* [Required work]: State how many lines in the items below contain the string "light". Give the number alone.

* [Items from a data source]:
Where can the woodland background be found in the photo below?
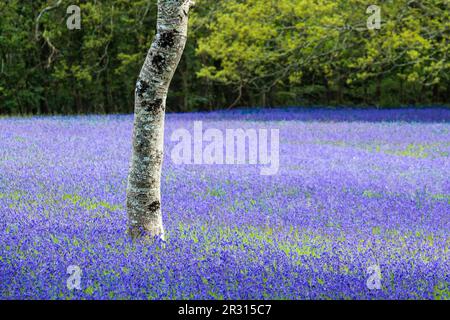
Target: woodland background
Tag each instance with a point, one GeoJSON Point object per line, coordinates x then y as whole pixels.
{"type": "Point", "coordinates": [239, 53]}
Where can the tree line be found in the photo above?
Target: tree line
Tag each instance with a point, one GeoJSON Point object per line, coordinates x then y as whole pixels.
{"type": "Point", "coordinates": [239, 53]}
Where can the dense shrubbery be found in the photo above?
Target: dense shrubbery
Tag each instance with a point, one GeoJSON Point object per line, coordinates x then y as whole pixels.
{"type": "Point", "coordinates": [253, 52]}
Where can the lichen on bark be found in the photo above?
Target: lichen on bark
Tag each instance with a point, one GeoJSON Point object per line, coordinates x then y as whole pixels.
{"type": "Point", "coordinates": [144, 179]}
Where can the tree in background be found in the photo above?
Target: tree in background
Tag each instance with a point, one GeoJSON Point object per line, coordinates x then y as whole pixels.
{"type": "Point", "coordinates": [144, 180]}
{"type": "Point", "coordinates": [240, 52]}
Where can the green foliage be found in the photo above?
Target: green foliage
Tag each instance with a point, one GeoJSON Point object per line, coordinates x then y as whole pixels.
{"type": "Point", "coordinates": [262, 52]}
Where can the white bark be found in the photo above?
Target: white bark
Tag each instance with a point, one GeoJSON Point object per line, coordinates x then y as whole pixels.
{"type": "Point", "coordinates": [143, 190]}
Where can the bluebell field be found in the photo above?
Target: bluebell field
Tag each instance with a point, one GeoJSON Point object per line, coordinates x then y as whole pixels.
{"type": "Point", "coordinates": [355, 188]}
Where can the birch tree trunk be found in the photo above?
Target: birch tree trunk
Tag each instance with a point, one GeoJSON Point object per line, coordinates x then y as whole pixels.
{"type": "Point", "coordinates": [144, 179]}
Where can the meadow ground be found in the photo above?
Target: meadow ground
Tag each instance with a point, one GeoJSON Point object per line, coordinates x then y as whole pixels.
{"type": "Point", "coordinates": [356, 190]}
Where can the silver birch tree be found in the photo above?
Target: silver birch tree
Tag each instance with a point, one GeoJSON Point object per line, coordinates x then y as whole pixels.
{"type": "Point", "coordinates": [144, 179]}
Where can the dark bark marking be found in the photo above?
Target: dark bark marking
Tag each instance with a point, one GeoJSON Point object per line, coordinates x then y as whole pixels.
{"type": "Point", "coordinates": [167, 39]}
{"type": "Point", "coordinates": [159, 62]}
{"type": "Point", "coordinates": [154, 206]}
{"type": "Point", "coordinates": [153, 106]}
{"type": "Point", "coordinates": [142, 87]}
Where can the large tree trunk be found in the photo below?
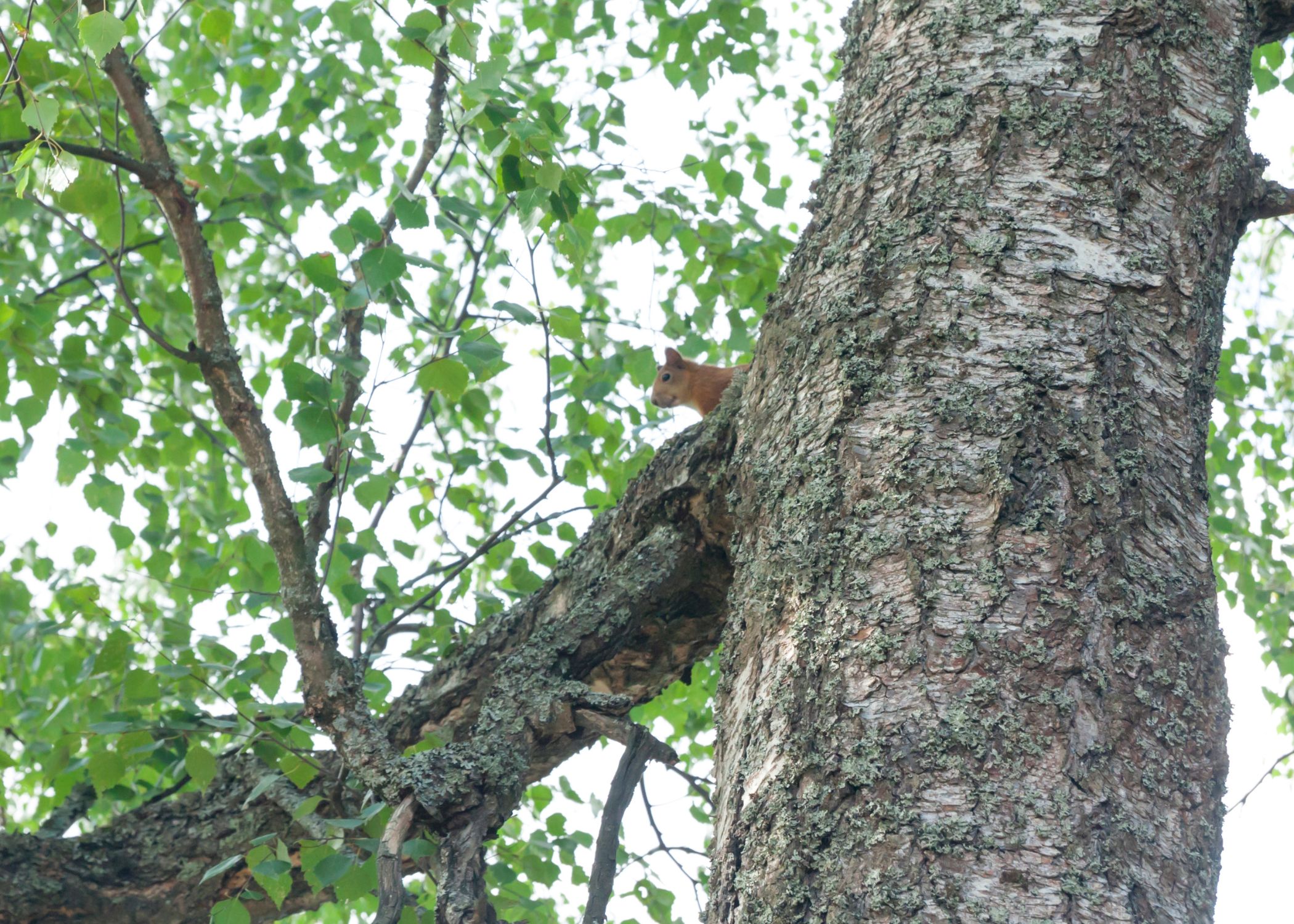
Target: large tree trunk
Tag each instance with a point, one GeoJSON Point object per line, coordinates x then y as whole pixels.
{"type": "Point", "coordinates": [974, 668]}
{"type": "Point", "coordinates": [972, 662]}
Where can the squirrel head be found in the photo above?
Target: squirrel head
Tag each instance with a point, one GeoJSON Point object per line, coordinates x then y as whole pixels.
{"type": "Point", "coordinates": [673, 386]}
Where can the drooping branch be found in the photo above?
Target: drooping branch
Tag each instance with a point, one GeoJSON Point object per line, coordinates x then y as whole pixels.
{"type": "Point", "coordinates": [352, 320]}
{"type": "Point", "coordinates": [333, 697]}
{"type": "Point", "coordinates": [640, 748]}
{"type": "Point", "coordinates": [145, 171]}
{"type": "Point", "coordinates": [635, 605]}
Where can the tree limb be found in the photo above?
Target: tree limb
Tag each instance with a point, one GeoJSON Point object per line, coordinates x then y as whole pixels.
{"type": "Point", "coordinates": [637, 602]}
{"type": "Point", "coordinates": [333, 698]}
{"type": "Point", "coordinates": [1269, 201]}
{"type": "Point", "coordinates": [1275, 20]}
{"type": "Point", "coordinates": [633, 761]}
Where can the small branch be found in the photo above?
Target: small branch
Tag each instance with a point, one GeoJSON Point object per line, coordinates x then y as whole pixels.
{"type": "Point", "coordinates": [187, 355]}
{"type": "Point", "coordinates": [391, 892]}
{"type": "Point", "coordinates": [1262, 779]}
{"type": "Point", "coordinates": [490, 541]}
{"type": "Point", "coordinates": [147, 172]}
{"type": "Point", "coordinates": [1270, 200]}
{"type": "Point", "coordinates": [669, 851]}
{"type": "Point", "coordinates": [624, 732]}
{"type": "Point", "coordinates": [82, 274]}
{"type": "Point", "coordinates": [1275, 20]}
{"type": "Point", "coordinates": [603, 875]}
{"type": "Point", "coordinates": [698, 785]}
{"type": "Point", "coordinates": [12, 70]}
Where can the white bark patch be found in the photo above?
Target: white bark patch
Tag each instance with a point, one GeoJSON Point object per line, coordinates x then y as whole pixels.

...

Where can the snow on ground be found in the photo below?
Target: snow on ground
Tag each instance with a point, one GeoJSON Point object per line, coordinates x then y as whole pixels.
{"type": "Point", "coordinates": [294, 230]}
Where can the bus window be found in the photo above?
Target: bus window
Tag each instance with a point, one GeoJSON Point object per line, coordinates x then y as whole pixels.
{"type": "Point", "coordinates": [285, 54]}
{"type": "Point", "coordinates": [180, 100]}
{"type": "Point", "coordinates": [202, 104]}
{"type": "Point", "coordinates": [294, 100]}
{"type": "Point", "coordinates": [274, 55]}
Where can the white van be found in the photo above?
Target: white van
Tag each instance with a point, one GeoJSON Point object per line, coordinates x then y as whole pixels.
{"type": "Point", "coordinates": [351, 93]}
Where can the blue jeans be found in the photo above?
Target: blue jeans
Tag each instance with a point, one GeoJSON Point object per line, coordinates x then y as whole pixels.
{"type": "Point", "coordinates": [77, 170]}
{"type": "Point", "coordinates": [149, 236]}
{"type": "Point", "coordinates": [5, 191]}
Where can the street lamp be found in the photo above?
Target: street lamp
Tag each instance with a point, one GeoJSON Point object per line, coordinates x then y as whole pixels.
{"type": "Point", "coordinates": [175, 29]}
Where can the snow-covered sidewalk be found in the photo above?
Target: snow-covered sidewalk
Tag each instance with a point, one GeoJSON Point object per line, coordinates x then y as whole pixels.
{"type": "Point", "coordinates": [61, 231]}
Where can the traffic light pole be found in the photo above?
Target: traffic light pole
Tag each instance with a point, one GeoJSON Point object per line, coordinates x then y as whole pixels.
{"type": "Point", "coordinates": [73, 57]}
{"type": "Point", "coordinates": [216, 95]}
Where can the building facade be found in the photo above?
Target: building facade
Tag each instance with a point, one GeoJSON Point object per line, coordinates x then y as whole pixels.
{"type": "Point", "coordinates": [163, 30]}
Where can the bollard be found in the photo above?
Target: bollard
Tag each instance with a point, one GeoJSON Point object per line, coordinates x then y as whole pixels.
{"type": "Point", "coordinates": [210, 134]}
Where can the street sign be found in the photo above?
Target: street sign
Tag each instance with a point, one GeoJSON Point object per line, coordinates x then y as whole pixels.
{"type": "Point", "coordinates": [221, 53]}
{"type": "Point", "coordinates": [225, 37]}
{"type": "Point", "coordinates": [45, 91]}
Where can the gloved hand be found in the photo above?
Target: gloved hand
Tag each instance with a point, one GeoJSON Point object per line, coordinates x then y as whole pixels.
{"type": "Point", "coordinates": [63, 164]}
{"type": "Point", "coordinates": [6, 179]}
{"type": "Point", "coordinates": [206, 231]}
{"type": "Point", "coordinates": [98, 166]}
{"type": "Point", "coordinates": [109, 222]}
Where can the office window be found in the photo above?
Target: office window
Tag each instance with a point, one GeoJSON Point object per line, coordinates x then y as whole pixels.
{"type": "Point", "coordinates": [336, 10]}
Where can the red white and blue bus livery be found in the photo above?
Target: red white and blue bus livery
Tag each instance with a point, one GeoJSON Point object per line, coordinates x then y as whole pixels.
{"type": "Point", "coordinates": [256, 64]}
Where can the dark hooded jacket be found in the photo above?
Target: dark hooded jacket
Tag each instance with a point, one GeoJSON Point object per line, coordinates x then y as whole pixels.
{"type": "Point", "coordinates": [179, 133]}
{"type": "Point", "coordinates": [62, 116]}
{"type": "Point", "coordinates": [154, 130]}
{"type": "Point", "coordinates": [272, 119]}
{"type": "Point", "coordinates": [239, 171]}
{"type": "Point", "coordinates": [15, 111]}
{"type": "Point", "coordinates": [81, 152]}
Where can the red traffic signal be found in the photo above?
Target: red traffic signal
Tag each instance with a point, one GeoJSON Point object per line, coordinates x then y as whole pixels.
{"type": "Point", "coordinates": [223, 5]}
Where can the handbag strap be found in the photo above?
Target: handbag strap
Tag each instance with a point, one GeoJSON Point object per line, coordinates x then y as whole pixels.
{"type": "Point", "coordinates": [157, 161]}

* [Result of this task]: 2